• Stored rows:
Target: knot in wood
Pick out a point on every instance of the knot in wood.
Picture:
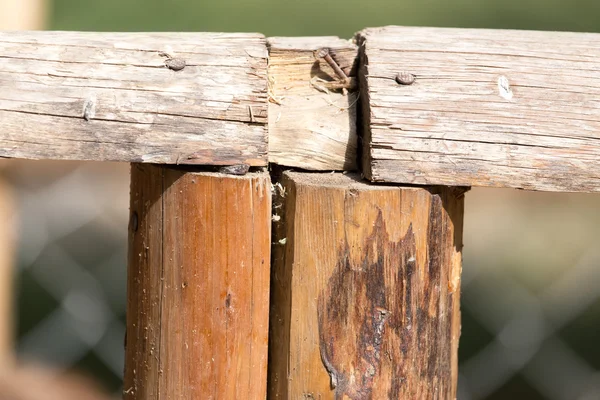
(322, 53)
(405, 78)
(176, 64)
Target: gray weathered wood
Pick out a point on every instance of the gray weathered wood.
(487, 108)
(111, 96)
(312, 122)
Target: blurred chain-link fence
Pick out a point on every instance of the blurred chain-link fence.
(72, 235)
(531, 282)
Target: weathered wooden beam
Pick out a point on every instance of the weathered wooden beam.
(198, 285)
(312, 114)
(178, 98)
(365, 290)
(487, 108)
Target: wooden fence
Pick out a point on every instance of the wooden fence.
(261, 261)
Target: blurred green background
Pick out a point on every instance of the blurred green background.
(315, 17)
(510, 236)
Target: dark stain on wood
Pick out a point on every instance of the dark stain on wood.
(386, 323)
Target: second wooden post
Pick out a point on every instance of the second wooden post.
(198, 285)
(365, 290)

• Work instructions:
Please copy the items word for word, beginning with the line containing "Target: gray weathered wood" and continuing through the last line of the items.

• Exercise solution:
Target: gray weathered wood
Pick out a point on every instance of the gray weathered wood.
(487, 108)
(111, 96)
(312, 122)
Target: blurred chain-link fence
Pick out a point on every instance of the blurred chain-link fence.
(72, 235)
(531, 282)
Target: weathered wooden beam
Pick out a point on every instance of the weathered wooden beam.
(198, 285)
(312, 114)
(178, 98)
(365, 290)
(487, 108)
Target: wooden fence
Pick out a point on every instance of the wooden fence.
(261, 261)
Target: blurred green background
Pick out a point on every instance of the blurred green background.
(315, 17)
(510, 236)
Target: dark stain on wood
Pick out a point on every instance of the dark stain on wood.
(386, 323)
Target: second wooden post
Pick out a point on every instance of the second wooden post.
(198, 285)
(365, 290)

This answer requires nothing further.